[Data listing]
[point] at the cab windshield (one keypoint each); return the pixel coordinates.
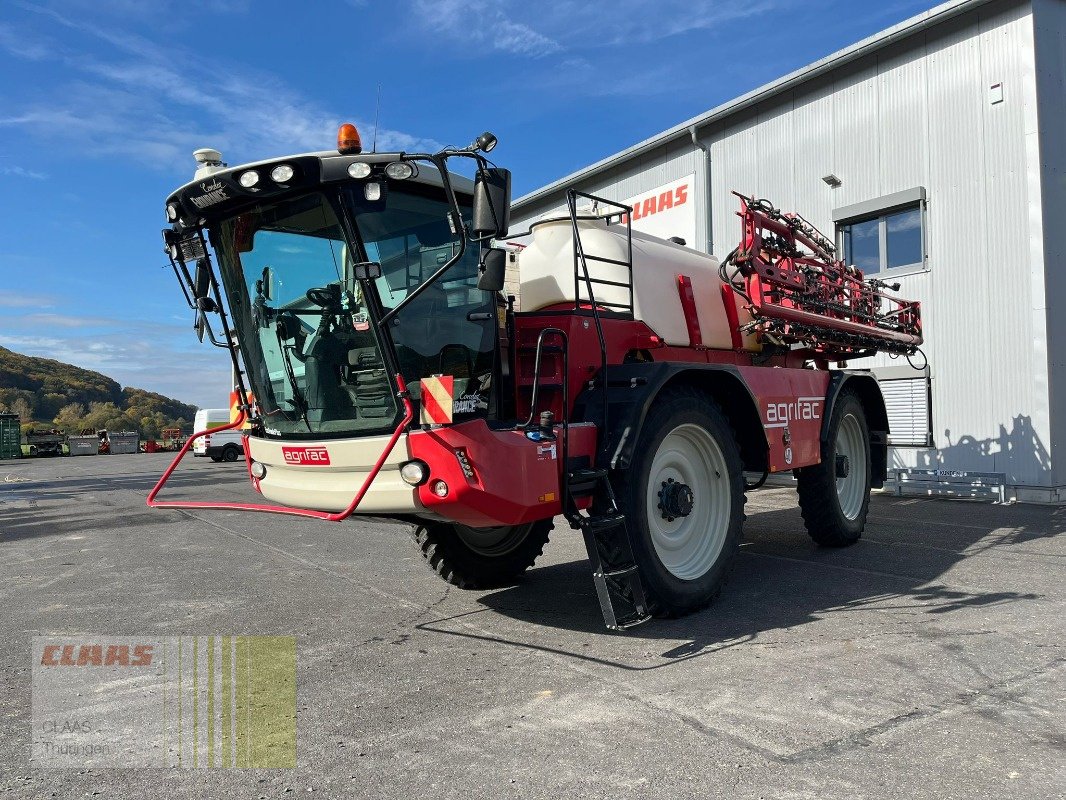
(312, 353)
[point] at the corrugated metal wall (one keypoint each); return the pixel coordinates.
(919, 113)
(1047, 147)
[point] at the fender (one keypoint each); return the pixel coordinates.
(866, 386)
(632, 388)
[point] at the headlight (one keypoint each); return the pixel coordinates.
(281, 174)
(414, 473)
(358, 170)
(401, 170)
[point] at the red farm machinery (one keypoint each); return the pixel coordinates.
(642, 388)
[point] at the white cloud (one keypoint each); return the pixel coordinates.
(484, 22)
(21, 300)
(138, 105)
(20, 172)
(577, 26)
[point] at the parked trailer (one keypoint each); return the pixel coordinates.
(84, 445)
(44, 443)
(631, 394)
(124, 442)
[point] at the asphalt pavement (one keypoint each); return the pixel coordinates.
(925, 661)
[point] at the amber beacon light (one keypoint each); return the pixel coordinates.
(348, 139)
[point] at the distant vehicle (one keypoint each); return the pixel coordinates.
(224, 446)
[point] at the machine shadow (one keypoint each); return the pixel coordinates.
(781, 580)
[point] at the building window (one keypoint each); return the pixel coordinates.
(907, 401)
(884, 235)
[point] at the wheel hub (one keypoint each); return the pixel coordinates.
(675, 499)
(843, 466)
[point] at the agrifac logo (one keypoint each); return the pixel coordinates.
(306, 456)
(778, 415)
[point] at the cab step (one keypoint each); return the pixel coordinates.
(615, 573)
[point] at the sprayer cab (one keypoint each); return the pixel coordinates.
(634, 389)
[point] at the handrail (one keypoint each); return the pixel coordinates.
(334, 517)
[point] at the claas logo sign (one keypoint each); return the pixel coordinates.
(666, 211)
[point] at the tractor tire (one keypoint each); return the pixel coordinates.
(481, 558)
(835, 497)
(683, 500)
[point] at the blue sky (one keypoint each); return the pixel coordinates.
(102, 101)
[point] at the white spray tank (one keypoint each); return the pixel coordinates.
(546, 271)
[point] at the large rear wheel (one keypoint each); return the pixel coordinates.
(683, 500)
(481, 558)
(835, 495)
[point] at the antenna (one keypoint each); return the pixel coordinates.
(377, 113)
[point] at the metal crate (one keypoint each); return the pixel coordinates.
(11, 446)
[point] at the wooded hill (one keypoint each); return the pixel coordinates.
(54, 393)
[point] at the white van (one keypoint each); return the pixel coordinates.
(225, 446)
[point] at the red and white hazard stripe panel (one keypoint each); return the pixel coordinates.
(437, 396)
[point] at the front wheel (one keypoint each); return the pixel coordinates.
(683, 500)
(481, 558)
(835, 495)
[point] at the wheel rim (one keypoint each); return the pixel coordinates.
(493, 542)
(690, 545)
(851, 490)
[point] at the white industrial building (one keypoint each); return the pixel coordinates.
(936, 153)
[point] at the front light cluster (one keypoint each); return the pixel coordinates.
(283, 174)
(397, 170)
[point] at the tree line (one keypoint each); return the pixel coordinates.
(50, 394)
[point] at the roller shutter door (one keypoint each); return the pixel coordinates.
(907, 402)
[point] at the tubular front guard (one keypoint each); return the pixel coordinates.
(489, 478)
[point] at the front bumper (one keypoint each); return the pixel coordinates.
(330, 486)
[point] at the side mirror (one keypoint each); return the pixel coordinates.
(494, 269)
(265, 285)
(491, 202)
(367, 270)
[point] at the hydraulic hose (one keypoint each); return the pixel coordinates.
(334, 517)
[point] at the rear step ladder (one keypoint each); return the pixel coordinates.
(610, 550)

* * *

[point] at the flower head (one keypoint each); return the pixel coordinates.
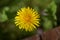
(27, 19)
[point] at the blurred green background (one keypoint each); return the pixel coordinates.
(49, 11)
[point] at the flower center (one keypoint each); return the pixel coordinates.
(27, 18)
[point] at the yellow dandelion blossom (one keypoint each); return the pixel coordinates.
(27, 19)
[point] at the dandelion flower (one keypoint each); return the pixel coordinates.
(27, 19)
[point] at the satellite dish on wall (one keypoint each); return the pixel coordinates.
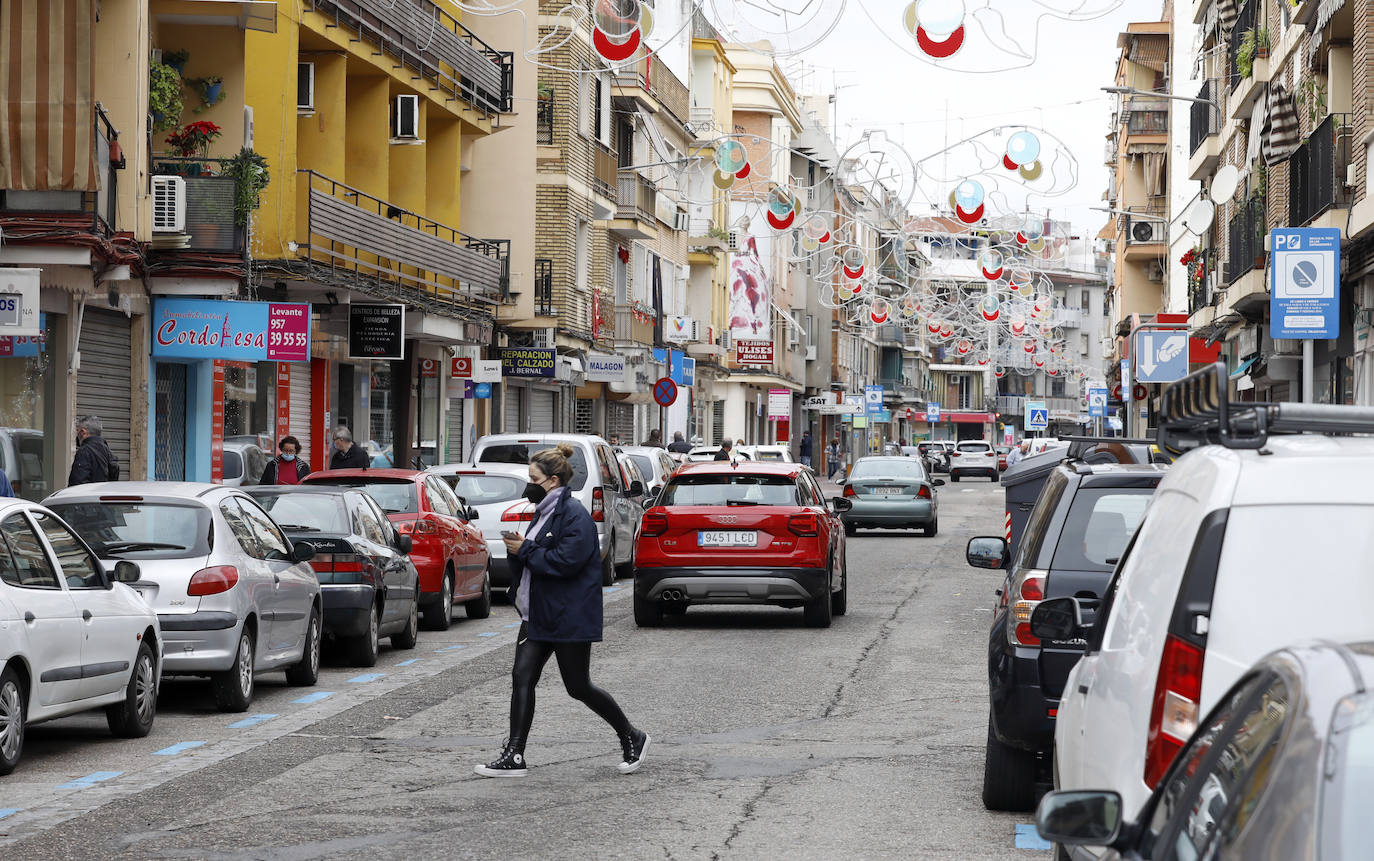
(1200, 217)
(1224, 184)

__What you will do__. Substitute "daisy" for "dandelion" in the items from the line with "[point] at the flower head" up to and including the line with "(1224, 184)", changing nothing else. Give only those lines and leave the pictures out.

__Reply to the task__.
[point] at the flower head (one keypoint each); return the pixel coordinates.
(27, 19)
[point] at the blurred green background (one keypoint each); return the pixel coordinates.
(49, 11)
[point] at the flower center (one keypoint each); return the pixel coordinates.
(27, 18)
[point] at the yellow daisy blossom (one keypoint each); return the pixel coordinates.
(27, 19)
[point] at the daisy flower (one keypoint each); return the pixel coordinates.
(27, 19)
[point] at the satellite dish on wall (one keypoint each); return the pixel coordinates.
(1200, 217)
(1224, 184)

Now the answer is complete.